(Saved entries)
* * *
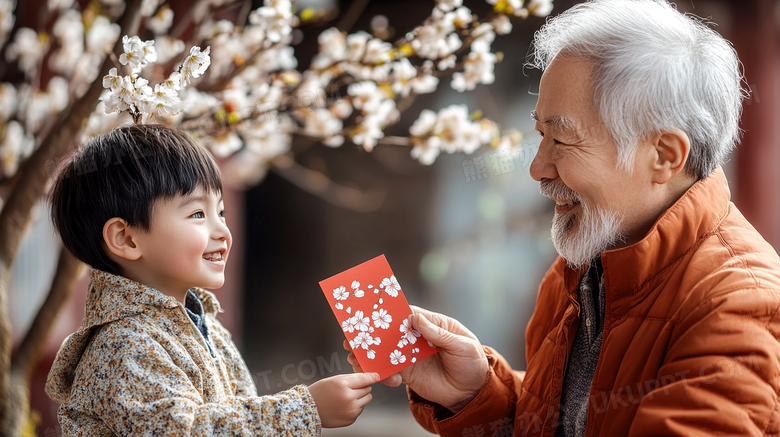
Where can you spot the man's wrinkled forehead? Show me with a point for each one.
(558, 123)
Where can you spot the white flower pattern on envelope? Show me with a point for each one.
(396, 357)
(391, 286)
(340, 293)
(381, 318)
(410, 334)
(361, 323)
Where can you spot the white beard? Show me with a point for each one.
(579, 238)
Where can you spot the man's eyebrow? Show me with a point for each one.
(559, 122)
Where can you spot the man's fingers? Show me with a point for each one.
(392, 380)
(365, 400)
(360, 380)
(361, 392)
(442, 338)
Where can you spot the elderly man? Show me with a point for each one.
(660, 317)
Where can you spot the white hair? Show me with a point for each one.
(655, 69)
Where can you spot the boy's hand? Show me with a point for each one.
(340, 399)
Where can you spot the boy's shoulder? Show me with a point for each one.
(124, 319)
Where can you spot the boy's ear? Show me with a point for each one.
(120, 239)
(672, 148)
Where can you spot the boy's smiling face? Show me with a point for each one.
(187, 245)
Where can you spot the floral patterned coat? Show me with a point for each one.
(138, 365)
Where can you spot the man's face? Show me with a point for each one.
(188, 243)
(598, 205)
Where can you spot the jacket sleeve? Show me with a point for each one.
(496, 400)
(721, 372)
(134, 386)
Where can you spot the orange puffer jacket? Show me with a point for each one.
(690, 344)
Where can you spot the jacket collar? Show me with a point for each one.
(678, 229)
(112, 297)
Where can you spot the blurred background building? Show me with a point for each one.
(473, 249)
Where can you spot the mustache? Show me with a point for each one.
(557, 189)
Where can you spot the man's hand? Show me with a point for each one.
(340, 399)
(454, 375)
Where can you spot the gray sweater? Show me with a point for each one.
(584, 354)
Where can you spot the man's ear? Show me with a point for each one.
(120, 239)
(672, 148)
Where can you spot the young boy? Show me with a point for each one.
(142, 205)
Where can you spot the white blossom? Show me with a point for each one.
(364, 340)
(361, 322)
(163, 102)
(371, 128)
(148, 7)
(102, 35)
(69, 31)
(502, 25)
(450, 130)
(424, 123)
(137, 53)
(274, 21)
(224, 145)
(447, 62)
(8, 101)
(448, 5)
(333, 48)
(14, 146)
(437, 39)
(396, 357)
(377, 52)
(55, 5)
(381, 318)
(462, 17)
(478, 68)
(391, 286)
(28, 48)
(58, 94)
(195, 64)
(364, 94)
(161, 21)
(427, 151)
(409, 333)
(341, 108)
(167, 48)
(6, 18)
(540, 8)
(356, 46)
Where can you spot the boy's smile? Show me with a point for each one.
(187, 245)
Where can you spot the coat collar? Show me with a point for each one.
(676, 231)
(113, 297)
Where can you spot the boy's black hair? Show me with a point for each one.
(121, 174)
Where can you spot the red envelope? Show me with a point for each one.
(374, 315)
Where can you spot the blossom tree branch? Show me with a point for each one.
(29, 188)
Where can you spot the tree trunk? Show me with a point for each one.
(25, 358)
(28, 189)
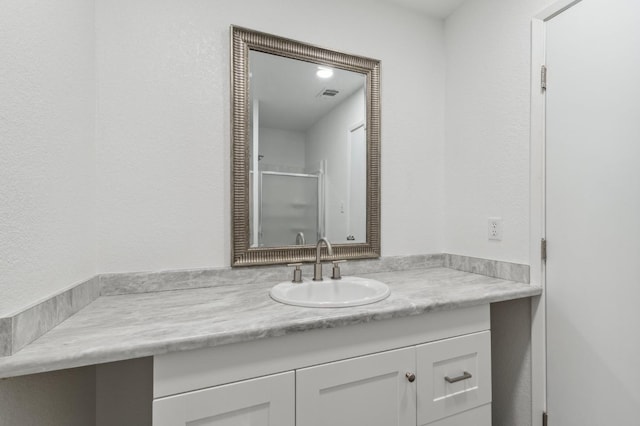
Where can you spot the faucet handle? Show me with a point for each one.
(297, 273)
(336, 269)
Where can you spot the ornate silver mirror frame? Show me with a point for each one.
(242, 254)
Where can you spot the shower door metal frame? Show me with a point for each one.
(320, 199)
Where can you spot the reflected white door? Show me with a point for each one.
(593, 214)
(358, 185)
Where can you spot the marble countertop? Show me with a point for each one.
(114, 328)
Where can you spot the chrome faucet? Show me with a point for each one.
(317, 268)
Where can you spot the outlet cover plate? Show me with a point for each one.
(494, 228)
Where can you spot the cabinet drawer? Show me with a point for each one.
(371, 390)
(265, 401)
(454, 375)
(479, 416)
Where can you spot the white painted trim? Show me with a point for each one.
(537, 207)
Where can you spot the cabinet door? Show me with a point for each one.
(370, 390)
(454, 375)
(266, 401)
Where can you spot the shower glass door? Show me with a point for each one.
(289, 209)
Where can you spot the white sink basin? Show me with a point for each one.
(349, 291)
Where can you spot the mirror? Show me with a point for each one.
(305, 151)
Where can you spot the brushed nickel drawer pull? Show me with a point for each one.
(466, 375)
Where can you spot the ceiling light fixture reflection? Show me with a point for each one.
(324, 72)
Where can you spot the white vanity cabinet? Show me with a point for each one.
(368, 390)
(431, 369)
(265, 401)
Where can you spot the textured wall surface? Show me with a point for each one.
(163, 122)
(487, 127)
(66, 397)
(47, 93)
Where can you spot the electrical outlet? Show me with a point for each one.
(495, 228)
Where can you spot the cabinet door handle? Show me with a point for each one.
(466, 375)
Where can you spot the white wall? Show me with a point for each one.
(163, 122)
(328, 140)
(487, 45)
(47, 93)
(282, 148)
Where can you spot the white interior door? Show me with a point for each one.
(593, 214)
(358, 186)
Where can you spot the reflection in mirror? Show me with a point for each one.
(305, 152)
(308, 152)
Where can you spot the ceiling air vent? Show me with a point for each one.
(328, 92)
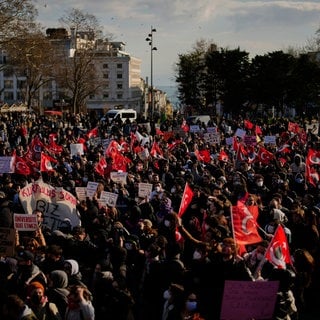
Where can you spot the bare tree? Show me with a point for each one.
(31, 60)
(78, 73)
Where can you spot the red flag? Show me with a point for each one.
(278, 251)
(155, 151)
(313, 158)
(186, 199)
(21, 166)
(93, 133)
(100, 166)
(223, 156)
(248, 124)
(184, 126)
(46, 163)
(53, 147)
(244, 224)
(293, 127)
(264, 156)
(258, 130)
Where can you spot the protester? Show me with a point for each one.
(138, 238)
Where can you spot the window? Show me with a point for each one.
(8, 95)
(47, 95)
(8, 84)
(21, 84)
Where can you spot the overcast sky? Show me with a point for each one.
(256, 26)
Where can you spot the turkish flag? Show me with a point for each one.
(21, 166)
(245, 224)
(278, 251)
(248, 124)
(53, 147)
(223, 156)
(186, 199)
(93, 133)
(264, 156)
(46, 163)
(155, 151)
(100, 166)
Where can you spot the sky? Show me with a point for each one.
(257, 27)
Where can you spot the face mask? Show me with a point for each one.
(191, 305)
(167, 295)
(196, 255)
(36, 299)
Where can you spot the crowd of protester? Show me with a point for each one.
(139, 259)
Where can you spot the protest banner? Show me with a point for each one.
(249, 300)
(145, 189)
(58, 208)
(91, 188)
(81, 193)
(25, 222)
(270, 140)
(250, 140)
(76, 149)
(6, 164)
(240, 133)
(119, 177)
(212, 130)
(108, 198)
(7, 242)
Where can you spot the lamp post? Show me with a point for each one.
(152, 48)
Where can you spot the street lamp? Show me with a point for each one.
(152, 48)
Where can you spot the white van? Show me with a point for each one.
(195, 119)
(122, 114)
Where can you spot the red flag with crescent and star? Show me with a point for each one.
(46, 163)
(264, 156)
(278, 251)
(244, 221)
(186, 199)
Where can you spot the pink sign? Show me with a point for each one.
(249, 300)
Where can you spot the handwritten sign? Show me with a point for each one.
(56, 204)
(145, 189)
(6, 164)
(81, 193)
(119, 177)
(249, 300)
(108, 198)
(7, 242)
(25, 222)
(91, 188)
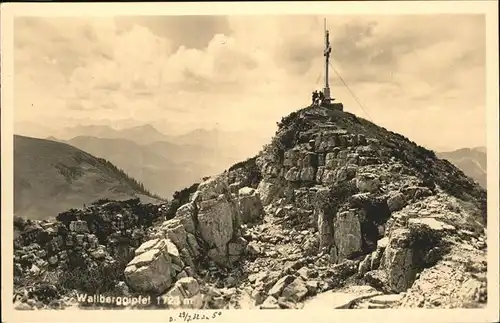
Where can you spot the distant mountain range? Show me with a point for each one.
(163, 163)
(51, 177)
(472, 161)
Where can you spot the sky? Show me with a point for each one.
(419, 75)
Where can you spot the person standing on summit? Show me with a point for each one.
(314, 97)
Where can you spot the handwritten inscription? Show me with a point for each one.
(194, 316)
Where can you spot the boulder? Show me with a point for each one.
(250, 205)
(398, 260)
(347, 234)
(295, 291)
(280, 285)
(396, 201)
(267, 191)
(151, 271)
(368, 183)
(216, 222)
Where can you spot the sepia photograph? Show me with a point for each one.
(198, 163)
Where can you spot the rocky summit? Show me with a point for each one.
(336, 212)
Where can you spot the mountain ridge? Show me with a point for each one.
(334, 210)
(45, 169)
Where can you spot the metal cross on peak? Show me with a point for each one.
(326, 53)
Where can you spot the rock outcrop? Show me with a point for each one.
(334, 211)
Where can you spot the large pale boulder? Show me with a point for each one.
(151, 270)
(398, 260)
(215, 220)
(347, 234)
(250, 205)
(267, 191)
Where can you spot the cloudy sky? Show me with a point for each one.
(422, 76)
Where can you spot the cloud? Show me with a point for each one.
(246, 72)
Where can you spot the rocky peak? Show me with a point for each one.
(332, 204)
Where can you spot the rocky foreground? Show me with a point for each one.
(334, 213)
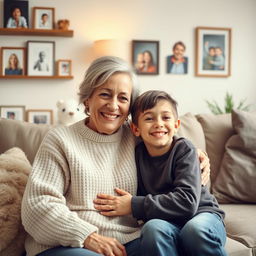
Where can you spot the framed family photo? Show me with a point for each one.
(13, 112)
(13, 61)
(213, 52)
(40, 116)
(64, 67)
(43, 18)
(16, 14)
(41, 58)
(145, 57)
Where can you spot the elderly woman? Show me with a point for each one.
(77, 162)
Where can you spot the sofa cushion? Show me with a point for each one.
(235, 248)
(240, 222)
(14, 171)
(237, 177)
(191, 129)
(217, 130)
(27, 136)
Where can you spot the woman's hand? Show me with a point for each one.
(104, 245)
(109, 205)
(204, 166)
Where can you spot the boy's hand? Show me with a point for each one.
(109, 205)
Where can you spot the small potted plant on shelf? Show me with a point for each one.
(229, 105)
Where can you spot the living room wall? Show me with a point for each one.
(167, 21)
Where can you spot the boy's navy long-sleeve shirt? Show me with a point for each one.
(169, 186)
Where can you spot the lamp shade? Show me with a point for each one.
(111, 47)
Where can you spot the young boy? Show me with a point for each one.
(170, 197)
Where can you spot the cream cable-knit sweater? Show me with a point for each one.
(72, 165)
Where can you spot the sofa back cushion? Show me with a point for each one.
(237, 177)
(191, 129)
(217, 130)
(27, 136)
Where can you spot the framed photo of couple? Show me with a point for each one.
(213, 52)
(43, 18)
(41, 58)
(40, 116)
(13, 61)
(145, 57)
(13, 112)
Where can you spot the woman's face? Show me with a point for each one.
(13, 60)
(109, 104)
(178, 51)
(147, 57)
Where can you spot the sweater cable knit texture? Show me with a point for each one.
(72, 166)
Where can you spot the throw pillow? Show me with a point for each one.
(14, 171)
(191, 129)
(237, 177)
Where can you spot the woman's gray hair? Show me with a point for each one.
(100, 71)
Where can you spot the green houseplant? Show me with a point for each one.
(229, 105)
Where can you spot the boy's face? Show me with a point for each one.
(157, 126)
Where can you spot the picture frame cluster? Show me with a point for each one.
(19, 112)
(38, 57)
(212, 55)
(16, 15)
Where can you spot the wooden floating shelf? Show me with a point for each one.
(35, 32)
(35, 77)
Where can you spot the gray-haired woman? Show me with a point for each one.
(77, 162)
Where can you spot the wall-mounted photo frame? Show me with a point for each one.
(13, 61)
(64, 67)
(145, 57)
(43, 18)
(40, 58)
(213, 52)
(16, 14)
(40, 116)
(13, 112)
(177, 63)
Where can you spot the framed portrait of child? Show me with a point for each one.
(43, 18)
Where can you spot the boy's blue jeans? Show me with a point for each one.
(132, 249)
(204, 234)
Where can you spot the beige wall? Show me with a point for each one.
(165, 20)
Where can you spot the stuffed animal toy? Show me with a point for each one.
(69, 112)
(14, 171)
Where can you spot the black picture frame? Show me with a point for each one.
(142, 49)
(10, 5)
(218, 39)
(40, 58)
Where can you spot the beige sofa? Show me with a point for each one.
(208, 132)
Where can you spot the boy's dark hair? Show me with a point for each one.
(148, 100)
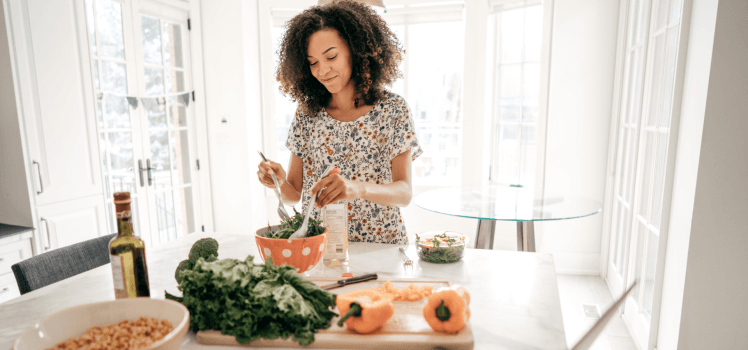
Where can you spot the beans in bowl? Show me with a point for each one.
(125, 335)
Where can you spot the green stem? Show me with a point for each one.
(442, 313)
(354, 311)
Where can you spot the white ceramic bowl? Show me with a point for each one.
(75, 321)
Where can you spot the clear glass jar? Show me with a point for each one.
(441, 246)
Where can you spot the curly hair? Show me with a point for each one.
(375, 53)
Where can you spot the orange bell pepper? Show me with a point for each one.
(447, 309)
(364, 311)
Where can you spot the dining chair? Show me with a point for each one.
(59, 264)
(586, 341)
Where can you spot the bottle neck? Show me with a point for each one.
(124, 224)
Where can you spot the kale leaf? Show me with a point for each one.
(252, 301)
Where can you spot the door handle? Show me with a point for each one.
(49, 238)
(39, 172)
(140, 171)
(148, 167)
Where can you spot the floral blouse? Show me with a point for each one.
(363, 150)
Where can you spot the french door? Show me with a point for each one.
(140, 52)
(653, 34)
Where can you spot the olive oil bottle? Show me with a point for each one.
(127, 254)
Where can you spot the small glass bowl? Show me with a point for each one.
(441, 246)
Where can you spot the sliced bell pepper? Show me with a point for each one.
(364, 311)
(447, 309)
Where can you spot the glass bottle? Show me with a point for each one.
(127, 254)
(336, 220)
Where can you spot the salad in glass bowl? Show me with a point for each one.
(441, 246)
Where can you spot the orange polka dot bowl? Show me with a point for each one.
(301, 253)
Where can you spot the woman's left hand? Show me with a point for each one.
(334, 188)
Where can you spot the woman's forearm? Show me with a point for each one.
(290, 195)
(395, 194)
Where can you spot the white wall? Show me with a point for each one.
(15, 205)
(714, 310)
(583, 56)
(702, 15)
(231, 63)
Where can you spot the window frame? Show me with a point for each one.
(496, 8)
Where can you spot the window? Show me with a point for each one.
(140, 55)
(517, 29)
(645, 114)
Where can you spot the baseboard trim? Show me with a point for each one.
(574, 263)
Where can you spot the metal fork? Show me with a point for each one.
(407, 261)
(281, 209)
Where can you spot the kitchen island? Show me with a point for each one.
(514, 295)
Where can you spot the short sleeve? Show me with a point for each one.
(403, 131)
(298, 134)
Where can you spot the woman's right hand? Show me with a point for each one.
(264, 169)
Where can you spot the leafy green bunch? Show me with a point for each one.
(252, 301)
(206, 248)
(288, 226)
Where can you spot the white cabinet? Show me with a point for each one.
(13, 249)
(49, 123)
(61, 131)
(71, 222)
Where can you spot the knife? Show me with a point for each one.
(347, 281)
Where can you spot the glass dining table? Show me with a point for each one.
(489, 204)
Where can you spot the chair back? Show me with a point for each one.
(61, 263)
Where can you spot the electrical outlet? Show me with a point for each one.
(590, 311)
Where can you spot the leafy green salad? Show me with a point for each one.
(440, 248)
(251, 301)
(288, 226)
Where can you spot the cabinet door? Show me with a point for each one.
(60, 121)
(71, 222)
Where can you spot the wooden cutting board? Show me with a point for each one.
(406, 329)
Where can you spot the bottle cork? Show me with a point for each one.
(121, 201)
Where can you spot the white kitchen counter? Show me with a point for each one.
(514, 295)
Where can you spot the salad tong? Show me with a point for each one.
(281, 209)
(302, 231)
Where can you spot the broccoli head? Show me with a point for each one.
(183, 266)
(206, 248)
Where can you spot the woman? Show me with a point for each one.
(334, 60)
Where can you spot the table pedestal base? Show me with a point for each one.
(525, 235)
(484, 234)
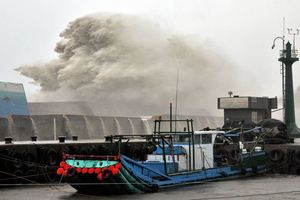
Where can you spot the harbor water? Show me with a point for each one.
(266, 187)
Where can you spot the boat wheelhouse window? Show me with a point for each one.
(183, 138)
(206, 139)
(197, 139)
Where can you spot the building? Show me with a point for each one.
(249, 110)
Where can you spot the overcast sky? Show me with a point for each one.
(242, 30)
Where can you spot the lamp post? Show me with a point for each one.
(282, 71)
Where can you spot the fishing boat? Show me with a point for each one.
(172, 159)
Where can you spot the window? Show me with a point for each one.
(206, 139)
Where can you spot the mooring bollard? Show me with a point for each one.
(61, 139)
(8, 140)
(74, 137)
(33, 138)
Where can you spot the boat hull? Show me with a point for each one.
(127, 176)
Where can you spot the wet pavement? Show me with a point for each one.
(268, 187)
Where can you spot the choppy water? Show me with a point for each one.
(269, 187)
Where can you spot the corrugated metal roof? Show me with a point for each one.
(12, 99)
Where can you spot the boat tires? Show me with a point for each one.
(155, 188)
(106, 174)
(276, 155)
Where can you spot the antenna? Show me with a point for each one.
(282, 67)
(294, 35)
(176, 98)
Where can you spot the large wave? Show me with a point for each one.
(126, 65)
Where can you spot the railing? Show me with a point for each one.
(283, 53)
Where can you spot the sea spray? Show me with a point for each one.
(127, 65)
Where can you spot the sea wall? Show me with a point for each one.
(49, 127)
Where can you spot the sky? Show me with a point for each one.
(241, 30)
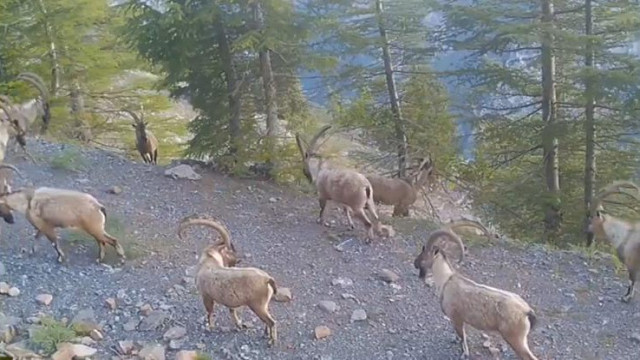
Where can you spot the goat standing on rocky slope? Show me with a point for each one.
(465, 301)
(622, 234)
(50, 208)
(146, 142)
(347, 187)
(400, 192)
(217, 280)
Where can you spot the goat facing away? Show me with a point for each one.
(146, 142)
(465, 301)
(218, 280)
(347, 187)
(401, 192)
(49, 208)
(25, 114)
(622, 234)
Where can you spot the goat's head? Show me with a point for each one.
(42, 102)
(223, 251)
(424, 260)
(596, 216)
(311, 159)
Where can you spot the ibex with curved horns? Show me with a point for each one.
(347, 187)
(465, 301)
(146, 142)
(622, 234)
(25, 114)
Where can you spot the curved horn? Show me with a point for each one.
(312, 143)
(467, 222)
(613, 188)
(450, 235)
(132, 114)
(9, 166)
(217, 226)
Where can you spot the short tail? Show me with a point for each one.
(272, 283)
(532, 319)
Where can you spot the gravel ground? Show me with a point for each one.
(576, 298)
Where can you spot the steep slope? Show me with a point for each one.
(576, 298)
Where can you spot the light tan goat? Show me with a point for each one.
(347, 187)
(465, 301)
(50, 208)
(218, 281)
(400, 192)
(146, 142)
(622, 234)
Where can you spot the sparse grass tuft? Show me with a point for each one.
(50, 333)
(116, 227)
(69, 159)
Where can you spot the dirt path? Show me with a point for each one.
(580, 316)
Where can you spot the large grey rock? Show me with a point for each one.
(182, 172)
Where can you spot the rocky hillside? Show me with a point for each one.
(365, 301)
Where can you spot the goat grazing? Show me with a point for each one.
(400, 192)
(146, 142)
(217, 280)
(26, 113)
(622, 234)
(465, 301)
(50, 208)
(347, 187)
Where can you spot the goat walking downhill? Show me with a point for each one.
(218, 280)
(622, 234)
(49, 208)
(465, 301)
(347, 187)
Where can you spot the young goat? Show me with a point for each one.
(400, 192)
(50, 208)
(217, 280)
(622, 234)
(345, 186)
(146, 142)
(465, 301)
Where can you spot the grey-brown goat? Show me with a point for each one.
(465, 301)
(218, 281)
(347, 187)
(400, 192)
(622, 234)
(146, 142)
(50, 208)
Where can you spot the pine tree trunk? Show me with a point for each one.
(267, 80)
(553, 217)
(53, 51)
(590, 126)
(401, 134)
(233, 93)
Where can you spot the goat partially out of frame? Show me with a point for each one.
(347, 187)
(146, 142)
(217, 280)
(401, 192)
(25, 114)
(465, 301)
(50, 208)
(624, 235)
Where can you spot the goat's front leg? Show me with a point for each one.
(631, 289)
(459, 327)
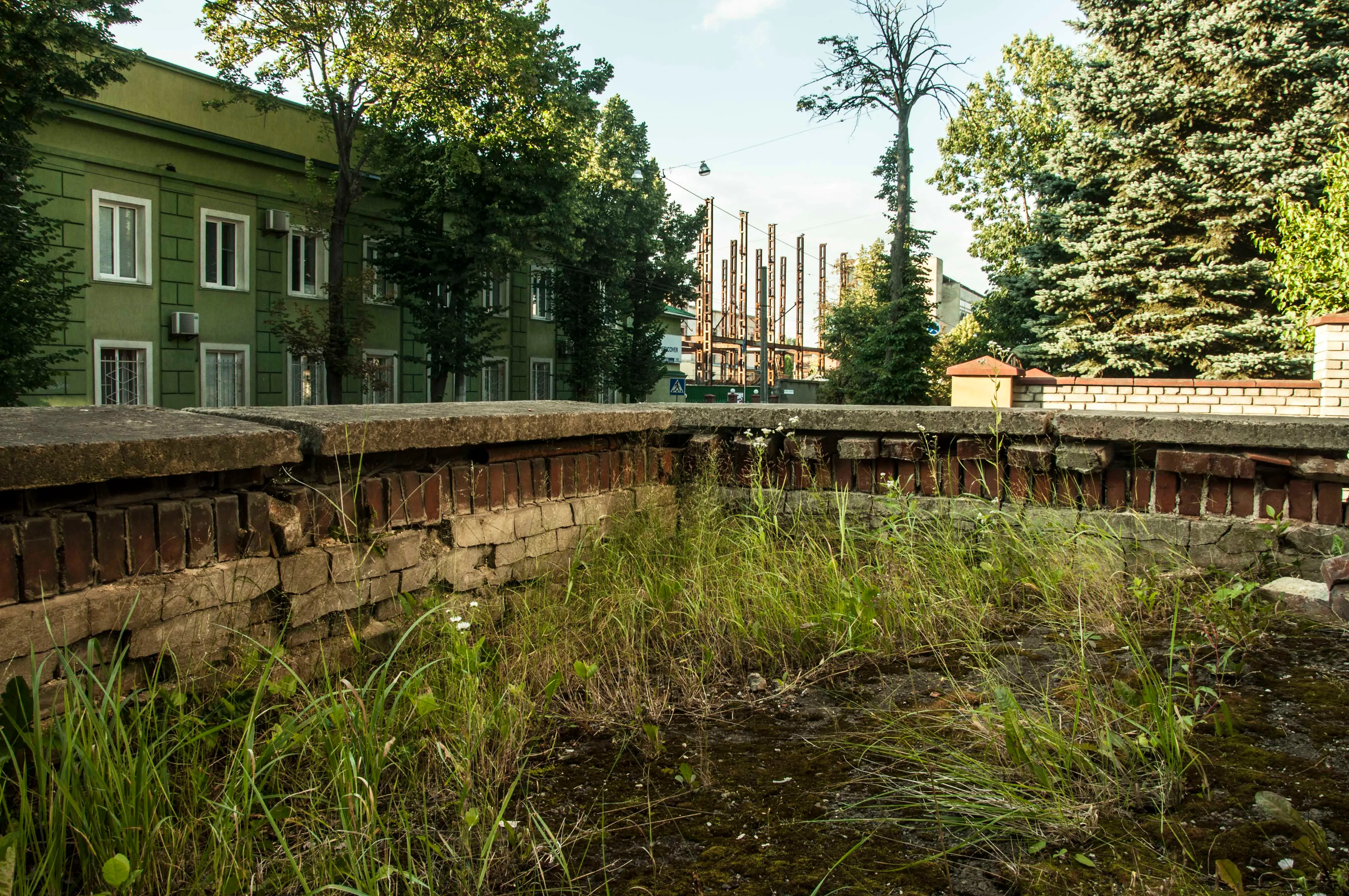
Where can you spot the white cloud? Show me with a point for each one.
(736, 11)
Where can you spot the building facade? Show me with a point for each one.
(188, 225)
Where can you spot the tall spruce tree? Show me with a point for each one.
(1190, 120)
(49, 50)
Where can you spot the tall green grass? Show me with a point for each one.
* * *
What the task asks: Please transcribe exactly the lines from the one containing "Where can you spot the young goat?" through the last line of the records above, both included, and leave out every picture.

Response to this exercise:
Where can you spot the young goat? Show me with a point for each one.
(400, 192)
(50, 208)
(217, 280)
(622, 234)
(345, 186)
(146, 142)
(465, 301)
Where can you spot the grey-brown goat? Show me with a point for each one.
(465, 301)
(218, 281)
(347, 187)
(400, 192)
(622, 234)
(146, 142)
(50, 208)
Where can you spot the pine tree trunk? Show me with a point for each one.
(267, 80)
(553, 217)
(53, 51)
(590, 126)
(401, 134)
(233, 93)
Where can you spot the goat partially out of frame? Show me with a point for each one.
(347, 187)
(146, 142)
(217, 280)
(401, 192)
(25, 114)
(465, 301)
(50, 208)
(624, 235)
Where can you spot the goat's front leg? Show me with a point for each one.
(631, 289)
(459, 327)
Where can you spot the white cloud? Show me with a point for each one.
(736, 11)
Where can you spot the building facade? Show me with a point for each one.
(188, 225)
Where can you spot the tall spruce tree? Show me with a point for each one.
(1190, 120)
(49, 50)
Where can you spot the tall green grass? Show me with a point for each one.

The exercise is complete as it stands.